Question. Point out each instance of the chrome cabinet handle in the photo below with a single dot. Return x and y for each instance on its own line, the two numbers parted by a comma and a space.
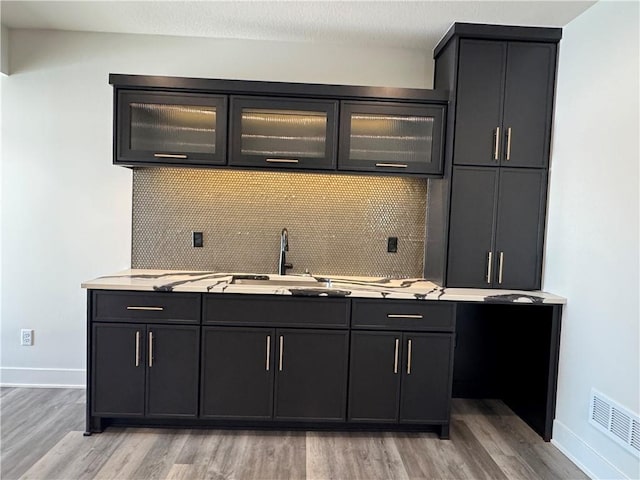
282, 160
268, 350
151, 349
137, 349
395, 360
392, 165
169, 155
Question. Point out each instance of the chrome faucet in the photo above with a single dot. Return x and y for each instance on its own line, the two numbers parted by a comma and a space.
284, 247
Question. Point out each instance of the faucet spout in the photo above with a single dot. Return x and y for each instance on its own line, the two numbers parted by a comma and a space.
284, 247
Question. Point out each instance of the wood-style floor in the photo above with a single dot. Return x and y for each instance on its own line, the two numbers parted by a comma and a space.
...
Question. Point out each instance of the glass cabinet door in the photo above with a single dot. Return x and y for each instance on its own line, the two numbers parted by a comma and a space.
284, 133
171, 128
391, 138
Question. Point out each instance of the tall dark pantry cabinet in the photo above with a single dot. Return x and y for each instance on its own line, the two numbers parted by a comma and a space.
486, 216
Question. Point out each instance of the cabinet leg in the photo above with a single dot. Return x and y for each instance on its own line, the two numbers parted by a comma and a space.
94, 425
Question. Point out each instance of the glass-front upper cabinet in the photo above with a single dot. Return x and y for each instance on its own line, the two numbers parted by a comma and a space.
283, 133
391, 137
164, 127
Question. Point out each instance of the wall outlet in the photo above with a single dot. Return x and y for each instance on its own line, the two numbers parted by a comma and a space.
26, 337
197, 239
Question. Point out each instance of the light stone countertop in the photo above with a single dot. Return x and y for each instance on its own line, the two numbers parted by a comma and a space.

**Short exercise**. Reproduce word for word the rows starting at the one that contains "Question. Point out each instance of the faucet" and ending at the one that contains "Question. Point out each instance of the wood-style", with both of those rows included.

**Final answer**.
Question. Point out each instance of the faucet spout in the photo above with a single dot. Return x and y for each instance on its own line, the two numbers parted by a comma and a space.
284, 247
Question. Point out each instance of the wood-style floor in the photo above with a single dot. Return x and y for each instance on its own line, the two numbers parted by a comma and a space.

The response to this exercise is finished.